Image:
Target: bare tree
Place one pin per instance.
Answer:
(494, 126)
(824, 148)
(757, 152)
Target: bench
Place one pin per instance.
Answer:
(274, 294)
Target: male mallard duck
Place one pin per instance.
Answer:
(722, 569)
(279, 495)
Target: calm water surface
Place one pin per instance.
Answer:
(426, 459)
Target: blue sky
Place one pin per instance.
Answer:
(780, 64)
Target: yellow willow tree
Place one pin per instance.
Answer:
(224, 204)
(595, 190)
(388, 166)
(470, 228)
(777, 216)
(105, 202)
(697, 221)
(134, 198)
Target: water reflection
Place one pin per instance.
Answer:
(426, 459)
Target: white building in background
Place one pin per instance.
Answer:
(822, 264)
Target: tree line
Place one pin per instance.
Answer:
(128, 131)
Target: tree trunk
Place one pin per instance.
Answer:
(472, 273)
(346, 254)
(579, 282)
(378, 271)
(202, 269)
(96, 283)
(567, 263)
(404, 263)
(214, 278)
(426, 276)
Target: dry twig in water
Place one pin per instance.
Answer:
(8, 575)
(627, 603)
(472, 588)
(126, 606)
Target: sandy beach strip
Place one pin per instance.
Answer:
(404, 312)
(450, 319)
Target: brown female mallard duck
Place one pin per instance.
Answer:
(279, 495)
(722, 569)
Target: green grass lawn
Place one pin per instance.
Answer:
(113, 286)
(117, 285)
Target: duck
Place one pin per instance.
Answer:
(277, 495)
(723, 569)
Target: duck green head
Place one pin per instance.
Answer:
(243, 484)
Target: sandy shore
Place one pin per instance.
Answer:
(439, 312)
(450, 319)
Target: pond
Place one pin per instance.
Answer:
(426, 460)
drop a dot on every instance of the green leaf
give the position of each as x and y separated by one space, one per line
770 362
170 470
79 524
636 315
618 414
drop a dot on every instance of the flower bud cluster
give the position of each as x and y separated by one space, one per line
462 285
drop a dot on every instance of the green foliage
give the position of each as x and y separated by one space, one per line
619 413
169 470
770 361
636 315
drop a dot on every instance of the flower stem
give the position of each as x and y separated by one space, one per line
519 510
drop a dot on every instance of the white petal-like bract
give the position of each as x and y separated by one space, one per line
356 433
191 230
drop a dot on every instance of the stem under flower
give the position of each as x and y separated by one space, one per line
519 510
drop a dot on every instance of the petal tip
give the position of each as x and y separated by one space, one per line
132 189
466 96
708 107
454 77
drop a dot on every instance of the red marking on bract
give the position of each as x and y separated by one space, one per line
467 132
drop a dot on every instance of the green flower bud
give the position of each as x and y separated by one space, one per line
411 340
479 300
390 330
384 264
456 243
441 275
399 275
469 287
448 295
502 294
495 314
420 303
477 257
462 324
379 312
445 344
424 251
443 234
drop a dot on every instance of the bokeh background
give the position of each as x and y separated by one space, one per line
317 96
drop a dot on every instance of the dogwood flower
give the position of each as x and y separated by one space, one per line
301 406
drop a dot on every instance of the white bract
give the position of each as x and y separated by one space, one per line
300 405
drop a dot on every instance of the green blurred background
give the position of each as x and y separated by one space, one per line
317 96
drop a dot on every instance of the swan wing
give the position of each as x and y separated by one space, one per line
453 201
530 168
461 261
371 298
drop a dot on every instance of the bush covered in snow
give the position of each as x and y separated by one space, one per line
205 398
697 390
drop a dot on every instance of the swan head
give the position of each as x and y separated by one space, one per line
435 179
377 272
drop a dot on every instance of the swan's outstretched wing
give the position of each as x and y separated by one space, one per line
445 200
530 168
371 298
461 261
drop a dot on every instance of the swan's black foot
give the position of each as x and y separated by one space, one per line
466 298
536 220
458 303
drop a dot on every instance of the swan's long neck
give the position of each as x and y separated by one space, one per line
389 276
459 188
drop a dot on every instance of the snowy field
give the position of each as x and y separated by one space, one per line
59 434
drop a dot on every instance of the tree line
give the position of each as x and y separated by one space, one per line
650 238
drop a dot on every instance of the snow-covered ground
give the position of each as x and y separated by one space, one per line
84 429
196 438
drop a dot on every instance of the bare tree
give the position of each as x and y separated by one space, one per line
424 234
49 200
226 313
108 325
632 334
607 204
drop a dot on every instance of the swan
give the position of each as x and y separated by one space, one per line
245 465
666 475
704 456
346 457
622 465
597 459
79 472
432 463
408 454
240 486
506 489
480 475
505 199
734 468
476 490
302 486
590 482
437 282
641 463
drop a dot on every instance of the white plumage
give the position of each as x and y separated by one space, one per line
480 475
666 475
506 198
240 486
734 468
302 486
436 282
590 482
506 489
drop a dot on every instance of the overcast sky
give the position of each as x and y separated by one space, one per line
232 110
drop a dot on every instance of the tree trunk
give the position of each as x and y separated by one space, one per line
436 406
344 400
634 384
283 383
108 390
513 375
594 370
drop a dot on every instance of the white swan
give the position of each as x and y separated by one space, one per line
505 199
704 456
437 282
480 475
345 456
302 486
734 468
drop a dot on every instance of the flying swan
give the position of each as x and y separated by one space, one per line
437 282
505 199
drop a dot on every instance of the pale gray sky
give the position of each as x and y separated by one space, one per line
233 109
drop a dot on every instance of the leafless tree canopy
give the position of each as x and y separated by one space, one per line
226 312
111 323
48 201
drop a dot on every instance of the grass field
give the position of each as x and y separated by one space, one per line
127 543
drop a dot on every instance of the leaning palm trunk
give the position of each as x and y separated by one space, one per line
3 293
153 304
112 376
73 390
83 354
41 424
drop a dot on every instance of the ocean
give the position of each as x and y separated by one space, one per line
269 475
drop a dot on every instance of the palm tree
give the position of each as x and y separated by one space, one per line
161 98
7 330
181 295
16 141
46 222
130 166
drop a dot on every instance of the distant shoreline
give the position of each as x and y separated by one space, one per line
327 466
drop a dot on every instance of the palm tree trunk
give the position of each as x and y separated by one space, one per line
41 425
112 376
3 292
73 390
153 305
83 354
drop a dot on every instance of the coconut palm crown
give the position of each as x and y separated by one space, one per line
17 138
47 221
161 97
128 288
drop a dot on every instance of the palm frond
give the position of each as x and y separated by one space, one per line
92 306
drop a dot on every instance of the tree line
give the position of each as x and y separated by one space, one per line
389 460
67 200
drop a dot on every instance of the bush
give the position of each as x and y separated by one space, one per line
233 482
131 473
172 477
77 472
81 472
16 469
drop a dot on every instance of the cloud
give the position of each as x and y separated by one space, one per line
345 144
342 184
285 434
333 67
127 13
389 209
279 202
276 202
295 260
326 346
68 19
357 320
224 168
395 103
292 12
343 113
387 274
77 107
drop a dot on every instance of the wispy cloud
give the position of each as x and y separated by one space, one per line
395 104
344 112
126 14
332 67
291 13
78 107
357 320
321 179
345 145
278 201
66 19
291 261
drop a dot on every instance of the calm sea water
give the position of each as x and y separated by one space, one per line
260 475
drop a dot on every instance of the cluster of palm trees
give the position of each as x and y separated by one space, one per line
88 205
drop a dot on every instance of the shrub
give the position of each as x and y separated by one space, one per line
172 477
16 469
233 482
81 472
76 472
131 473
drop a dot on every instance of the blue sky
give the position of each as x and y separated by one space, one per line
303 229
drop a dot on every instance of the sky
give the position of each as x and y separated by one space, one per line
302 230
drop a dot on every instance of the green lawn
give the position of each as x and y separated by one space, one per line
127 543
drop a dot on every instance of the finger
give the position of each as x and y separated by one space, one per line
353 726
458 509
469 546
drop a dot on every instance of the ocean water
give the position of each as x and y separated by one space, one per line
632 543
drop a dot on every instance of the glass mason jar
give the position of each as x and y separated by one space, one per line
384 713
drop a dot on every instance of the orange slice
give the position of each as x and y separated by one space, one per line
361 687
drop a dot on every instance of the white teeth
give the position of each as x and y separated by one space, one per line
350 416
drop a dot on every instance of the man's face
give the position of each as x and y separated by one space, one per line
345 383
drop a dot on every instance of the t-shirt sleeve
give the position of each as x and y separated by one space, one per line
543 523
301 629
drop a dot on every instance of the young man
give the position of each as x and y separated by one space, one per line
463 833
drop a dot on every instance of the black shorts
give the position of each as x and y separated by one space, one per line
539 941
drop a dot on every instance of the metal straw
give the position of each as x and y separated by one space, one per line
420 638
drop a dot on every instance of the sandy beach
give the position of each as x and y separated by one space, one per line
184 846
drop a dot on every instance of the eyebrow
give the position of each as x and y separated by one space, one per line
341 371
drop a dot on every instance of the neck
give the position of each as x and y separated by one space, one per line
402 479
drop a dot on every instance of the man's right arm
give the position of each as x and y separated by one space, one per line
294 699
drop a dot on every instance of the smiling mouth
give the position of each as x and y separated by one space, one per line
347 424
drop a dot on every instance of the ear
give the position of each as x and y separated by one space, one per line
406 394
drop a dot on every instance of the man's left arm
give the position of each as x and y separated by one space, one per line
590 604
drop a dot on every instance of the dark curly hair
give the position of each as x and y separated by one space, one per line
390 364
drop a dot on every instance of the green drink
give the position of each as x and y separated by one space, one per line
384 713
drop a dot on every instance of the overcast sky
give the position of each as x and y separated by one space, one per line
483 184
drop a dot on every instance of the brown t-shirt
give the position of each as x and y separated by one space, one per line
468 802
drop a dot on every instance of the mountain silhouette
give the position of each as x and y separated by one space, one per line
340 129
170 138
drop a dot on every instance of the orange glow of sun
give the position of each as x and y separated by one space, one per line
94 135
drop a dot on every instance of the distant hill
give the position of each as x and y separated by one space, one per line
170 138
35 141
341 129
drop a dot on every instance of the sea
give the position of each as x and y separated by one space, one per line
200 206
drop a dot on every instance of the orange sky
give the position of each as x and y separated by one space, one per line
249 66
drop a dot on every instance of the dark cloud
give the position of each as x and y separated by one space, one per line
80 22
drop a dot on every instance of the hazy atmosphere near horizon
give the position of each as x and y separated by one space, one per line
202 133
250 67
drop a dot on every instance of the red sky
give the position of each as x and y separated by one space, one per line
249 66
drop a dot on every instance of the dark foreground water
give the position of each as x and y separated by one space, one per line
▬▬▬▬▬▬
Exercise task
Starting at the line that contains "drop a dot on every instance of the red sky" and ending at the last line of the records above, write all of those lines out again with the requests included. Shift every coordinate in the answers by adding -78 to each number.

Task answer
drop a dot on every instance of the red sky
give the position of each as x and y separated by one space, one per line
171 -12
drop a dot on every instance of the dark foreground water
give the position of each as x and y separated by one space, one per line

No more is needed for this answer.